------ Supplied passage
Keeping the ‘Good Cheer’ This Christmas

Goodness exists in the world through our actions.

Balthasar van Cortbemde, “The Good Samaritan”, 1647
Balthasar van Cortbemde, “The Good Samaritan”, 1647 (photo: Public Domain)

“The person in front of me just bought my coffee in the Dunkin’ Donuts drive-thru this morning. Goodness still exists in the world!”

“Of course, it does,” was my first reaction after hearing this story. Hours later, and I couldn’t stop thinking that people believe that goodness has disappeared.

I know it’s difficult to see goodness amongst us when mass shootings, sexual harassment allegations and political perjury keep rising in the news. It seems that the only news broadcast is bad news.

Next, our minds follow suite into thinking about negatives in our personal lives, and there you have it. We start viewing life as if we were living in a negative and dramatic news channel, and any sight of “goodness” is like finding gold sifting through rocks.

The words, “Goodness still exists in the world,” unconsciously brings the beauty of integrity down to a negative level, as if it was completely lost. The definition states that it is ‘a quality of being good; a belief in the basic goodness of mankind.’

So, is goodness lost in mankind all together? As we approach the Christmas season, let’s find what goodness means again and how we can uphold it in our lives.
------------
------ Recorded information
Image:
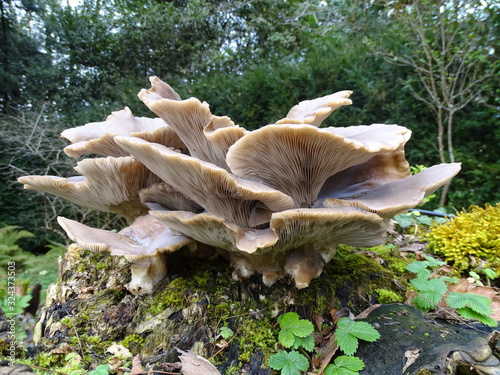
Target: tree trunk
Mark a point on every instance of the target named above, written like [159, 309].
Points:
[90, 313]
------------
→ What this exercise asks
A. Set down the part of the essay on goodness between "I know it’s" and "is bad news.", inclusive.
B. According to the essay on goodness, why is it difficult to see goodness among us? Answer in one to three sentences.
C. Extend the essay on goodness from its last sentence.
The material is a separate set of records and has no connection to the essay on goodness.

→ Exercise responses
A.
I know it’s difficult to see goodness amongst us when mass shootings, sexual harassment allegations and political perjury keep rising in the news. It seems that the only news broadcast is bad news.

B. It is difficult because mass shootings, sexual harassment allegations and political perjury keep rising in the news. It seems that the only news broadcast is bad news.

C.
Goodness is honesty

When was the last time you were completely honest? I’m talking about the honesty that has no guilt in hiding anything about who you are, right here, right now.

These days, we have been accustomed to covering up our true feelings. I can admit that thoughts like ‘I haven’t posted on Instagram in a while; let me try to find a recent picture to reassure everyone that my life isn’t boring,’ has crossed my mind.  

Or the classic, ‘hey, how are you’ and a scripted response is spit out to show that nothing could possibly go wrong in my life.

But is that reality? Roadblocks are unavoidable in life and it is okay to be honest about that because they help us grow. I have learned that when I become honest with myself and with others, then I can’t blame anything or anyone, and I am able to trust the consequences that unfold in my life.

An essay written in 2012 by the Hoover Institution’s Task Force on the Virtues of a Free Society said, “the problem now is that we seem to be reaching a dysfunctional tipping point in which an essential commitment to truthfulness no longer seems to be assumed in our society.”

If honesty is becoming an optional characteristical trait, then is it true that goodness is being lost in humanity?

I don’t believe it. We may not see it appear in the news, politics, our workplace or even amongst our friends and family, but we can start honesty with our own lives.


Goodness is gratitude

Every year, Forbes puts out a list of America’s Top Givers, where they donated and how much. But it doesn’t stop with Warren Buffett and Bill Gates. There are many nonprofits working to stop hunger, discover medical solutions, maintain emergency relief, protect the environment, continue education, build leaders and many more.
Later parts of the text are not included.